_Passage to read_.
▬▬▬
- Conference: Independent
- Record: 4–5
- Head coach: James P. Herron (1st season);
- Captain: Fred Grigg

= 1925 Duke Blue Devils football team =

American college football season

The 1925 Duke Blue Devils football team was an American football team that represented Duke University as an independent during the 1925 college football season. In its first season under head coach James P. Herron, the team compiled a 4–5 record and was outscored by a total of 142 to 58. Fred Grigg was the team captain.

The university's benefactor, James Buchanan Duke, died on October 10, 1925, the same day as a 41-0 loss to North Carolina.
▬▬▬
_Supplied material_.
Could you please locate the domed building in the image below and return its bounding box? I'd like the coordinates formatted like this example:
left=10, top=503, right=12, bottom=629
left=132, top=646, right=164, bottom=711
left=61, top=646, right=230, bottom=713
▬▬▬
_Set task 1_. According to the 1925 Duke football passage, on what date did James Buchanan Duke die?
_Set task 2_. Repeat the 1925 Duke football passage word for word, from "The 1925 Duke" up to and including "the team captain.".

_Problem solution 1_. October 10, 1925

_Problem solution 2_.
The 1925 Duke Blue Devils football team was an American football team that represented Duke University as an independent during the 1925 college football season. In its first season under head coach James P. Herron, the team compiled a 4–5 record and was outscored by a total of 142 to 58. Fred Grigg was the team captain.